Exercise objective
An image-free, word-for-word version of the records below is to be returned.

□ □ □ □ □

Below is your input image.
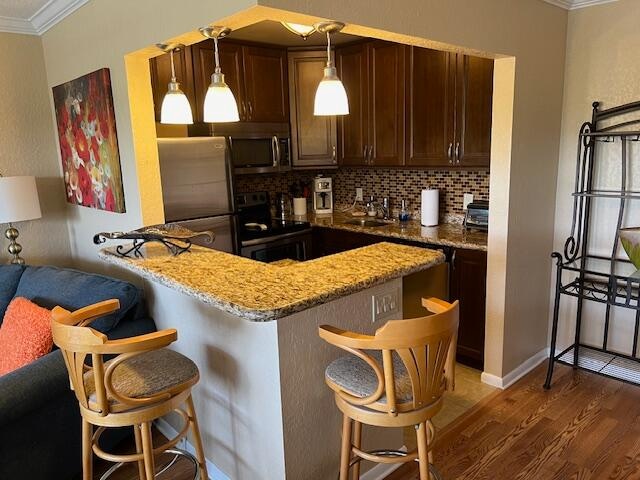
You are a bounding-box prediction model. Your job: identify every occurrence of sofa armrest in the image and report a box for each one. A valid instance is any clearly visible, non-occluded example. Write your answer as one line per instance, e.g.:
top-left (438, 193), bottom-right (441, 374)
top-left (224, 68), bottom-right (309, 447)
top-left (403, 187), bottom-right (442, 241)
top-left (0, 350), bottom-right (70, 429)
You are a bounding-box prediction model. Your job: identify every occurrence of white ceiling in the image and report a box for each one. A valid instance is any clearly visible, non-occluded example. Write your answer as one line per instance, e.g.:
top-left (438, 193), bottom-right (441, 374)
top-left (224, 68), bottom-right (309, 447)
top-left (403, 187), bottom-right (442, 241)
top-left (0, 0), bottom-right (88, 35)
top-left (0, 0), bottom-right (621, 36)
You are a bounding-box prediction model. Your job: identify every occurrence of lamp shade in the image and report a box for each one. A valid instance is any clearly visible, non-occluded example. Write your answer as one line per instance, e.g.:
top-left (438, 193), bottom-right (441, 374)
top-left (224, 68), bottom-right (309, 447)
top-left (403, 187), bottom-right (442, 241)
top-left (314, 66), bottom-right (349, 116)
top-left (0, 176), bottom-right (42, 224)
top-left (203, 76), bottom-right (240, 123)
top-left (160, 82), bottom-right (193, 124)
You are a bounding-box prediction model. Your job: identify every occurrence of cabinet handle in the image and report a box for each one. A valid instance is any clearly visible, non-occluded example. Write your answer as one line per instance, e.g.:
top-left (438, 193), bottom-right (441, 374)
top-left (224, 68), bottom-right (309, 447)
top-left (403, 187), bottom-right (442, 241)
top-left (248, 101), bottom-right (253, 119)
top-left (240, 101), bottom-right (246, 120)
top-left (368, 145), bottom-right (374, 164)
top-left (332, 145), bottom-right (337, 164)
top-left (363, 145), bottom-right (368, 162)
top-left (447, 142), bottom-right (453, 164)
top-left (455, 142), bottom-right (460, 164)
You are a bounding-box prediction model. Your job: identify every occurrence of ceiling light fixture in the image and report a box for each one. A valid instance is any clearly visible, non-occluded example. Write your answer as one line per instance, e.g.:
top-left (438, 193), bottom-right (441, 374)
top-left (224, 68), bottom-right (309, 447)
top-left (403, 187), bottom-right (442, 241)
top-left (281, 21), bottom-right (316, 40)
top-left (156, 43), bottom-right (194, 124)
top-left (199, 26), bottom-right (240, 123)
top-left (313, 21), bottom-right (349, 116)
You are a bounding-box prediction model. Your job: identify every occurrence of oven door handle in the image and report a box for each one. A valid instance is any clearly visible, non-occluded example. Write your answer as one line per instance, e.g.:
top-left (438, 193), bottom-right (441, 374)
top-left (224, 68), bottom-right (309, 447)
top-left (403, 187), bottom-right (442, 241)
top-left (240, 228), bottom-right (313, 247)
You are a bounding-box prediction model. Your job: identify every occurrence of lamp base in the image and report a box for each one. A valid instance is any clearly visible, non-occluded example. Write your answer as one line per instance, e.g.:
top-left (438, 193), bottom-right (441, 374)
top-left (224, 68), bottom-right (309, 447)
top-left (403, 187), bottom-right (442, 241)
top-left (5, 225), bottom-right (25, 265)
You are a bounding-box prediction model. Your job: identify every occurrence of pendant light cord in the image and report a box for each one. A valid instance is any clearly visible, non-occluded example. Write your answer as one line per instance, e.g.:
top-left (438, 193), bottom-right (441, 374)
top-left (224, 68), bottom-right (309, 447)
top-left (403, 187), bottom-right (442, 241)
top-left (169, 49), bottom-right (177, 83)
top-left (213, 37), bottom-right (221, 74)
top-left (326, 31), bottom-right (332, 67)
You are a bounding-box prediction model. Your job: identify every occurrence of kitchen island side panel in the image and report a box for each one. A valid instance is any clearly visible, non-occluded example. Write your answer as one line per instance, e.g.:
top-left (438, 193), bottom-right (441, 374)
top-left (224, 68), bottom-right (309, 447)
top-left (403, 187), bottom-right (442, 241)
top-left (277, 279), bottom-right (404, 480)
top-left (144, 280), bottom-right (286, 480)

□ □ □ □ □

Answer space
Below is your input image.
You are a bounding-box prediction model. Your job: identify every occurrence of sofa armrest in the image and report a box for each one. A valid instance is any clearly visible, non-occluded example. Write your answer as one line per instance, e.g.:
top-left (438, 193), bottom-right (441, 374)
top-left (224, 68), bottom-right (309, 447)
top-left (403, 187), bottom-right (442, 241)
top-left (0, 350), bottom-right (70, 429)
You are a bounding-box prediction model. Your job: identify every occurrence of white ceiling in the image and report a box for each one. A valid instance is any clearly visible, non-occluded example. Write your answer as one line per instance, e.g.:
top-left (438, 193), bottom-right (441, 374)
top-left (224, 68), bottom-right (309, 447)
top-left (403, 187), bottom-right (442, 241)
top-left (0, 0), bottom-right (88, 35)
top-left (0, 0), bottom-right (621, 36)
You are a bounding-box prediction model. Your job: identify every occurrence of lamp shade in the image and report a box for each one. A valid instance is any clearly visible, non-occluded example. Write your answer as one line per instance, e.g.:
top-left (438, 193), bottom-right (441, 374)
top-left (224, 68), bottom-right (309, 447)
top-left (403, 187), bottom-right (442, 241)
top-left (314, 66), bottom-right (349, 116)
top-left (0, 176), bottom-right (42, 224)
top-left (203, 76), bottom-right (240, 123)
top-left (160, 82), bottom-right (193, 124)
You are a bounding-box prediction model. Your job: identify every occurrence of cabinet handle in the image and report a box for each one. A valid instance is any clearly visible, non-occluded example. Write your answer as one line per instance, e.g.:
top-left (438, 193), bottom-right (441, 374)
top-left (224, 68), bottom-right (309, 447)
top-left (403, 187), bottom-right (442, 241)
top-left (248, 101), bottom-right (253, 119)
top-left (240, 101), bottom-right (246, 120)
top-left (368, 145), bottom-right (374, 164)
top-left (332, 145), bottom-right (337, 164)
top-left (363, 145), bottom-right (368, 162)
top-left (447, 142), bottom-right (453, 164)
top-left (455, 142), bottom-right (460, 164)
You are a bounding-box prediction model. Your job: identify every occurrence of ceiling light fixture in the image and report a box for each one. A valid instance is any clearly visible, non-occluded example. Write your answer as one line per instance, e.g.:
top-left (438, 193), bottom-right (441, 374)
top-left (224, 68), bottom-right (309, 447)
top-left (403, 187), bottom-right (442, 241)
top-left (281, 21), bottom-right (316, 40)
top-left (156, 43), bottom-right (194, 124)
top-left (199, 26), bottom-right (240, 123)
top-left (313, 21), bottom-right (349, 116)
You are a bounding-box prediction model. Your job: identify every occurrence of oven door handle in the image and report a box for each one. A valid instance is any clearly visible, non-occluded example. Write your answer as one line per instance, e.g.:
top-left (438, 193), bottom-right (441, 374)
top-left (224, 68), bottom-right (309, 447)
top-left (403, 187), bottom-right (442, 241)
top-left (240, 228), bottom-right (313, 247)
You are a bounding-box prediction model. Your job: identify every occurrence of lamp base in the image and report a box for each one. A valid instance is any clearly visible, non-occluded example. Write your answer as one line per instance, e.g.:
top-left (438, 193), bottom-right (441, 374)
top-left (224, 68), bottom-right (309, 447)
top-left (403, 187), bottom-right (442, 241)
top-left (5, 225), bottom-right (25, 265)
You are a bounding-box prediction model. Your job: identify every occurrence of pendant light cord in the image and report a box for each one. A valid instance is any clearly visible, non-occluded example. Write your answer as one line per instance, e.g.:
top-left (438, 193), bottom-right (441, 374)
top-left (224, 68), bottom-right (309, 447)
top-left (403, 187), bottom-right (442, 241)
top-left (169, 49), bottom-right (177, 83)
top-left (213, 37), bottom-right (221, 74)
top-left (326, 31), bottom-right (332, 67)
You are a bounding-box prediction model. Your job: identify every occurrence of kitchen island side panel in the image and report a box for each one. A valid instance is any clearly visible, non-occluded example. Write your answer as one line per instance, e.g.:
top-left (438, 193), bottom-right (441, 374)
top-left (224, 68), bottom-right (309, 447)
top-left (403, 187), bottom-right (442, 241)
top-left (277, 279), bottom-right (404, 480)
top-left (144, 280), bottom-right (286, 480)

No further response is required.